(DATA FOR THIS EXERCISE Opens)

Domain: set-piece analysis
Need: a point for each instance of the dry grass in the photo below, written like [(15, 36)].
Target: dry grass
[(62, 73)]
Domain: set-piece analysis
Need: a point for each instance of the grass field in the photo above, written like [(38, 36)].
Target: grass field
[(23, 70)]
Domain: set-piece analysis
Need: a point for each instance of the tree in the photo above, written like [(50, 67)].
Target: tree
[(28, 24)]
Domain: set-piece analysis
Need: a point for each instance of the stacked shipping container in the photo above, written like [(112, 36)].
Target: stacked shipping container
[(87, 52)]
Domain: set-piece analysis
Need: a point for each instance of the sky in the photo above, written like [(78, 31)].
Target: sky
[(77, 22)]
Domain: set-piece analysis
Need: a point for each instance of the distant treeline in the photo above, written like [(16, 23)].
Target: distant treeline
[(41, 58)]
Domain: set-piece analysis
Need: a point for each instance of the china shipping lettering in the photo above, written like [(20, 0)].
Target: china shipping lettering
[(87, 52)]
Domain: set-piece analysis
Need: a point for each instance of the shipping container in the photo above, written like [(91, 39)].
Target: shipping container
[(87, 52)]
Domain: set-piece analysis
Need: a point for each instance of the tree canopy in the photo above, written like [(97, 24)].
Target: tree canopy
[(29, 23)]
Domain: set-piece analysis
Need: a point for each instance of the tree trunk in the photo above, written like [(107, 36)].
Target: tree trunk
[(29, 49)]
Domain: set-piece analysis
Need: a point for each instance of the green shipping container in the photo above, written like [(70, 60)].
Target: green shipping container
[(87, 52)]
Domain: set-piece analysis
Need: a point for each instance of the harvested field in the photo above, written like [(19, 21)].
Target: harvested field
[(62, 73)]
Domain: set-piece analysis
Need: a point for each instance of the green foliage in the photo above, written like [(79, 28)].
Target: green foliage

(DATA FOR THIS EXERCISE Closes)

* [WHAT YOU HAVE TO DO] Set down the entries above once more, verbatim.

* [OUTPUT FOR THIS EXERCISE]
Domain: set-piece analysis
Need: a point for each instance of the dry grass in the photo below, written like [(15, 36)].
Target: dry grass
[(62, 73)]
Domain: set-piece analysis
Need: a point for each instance of the grass field in the photo above, written like [(38, 36)].
Target: grass field
[(23, 70)]
Domain: set-piece analysis
Need: a point for each instance of the tree in the photo above, written like [(50, 67)].
Target: tree
[(28, 24)]
Domain: set-piece analysis
Need: a point for each instance of the stacked shipping container in the photo above, written like [(112, 36)].
Target: stacked shipping container
[(87, 52)]
Domain: set-piece analysis
Need: a point for each instance of the sky in the photo above, written like [(78, 31)].
Target: sky
[(77, 22)]
Domain: set-piece analysis
Need: a point for each instance of the distant treeline in the photo above, written like [(16, 23)].
Target: distant treeline
[(41, 58)]
Domain: set-piece analysis
Need: a point for each instance of the china shipping lettering in the photo above, written like [(20, 0)].
Target: china shipping lettering
[(87, 52)]
Domain: set-piece analysis
Need: a point for each instance of the shipping container in the photo above, written like [(91, 39)].
Target: shipping container
[(87, 52)]
Domain: set-piece analysis
Need: a point for each instance of the tree canopy in the photo above, written like [(97, 24)].
Target: tree canopy
[(29, 23)]
Domain: set-piece analysis
Need: a point for each instance of the tree trunk in the photo above, written like [(107, 36)].
Target: tree trunk
[(29, 49)]
Domain: set-piece analysis
Need: a point for each instance of the green shipping container in the photo above, written like [(70, 60)].
Target: green shipping container
[(87, 52)]
Domain: set-piece analysis
Need: a point for each instance of the harvested field in the photo above, written like [(19, 21)].
Target: harvested field
[(62, 73)]
Domain: set-piece analysis
Need: a point for each instance of the green foliage in the photo above, written like [(79, 28)].
Target: green foliage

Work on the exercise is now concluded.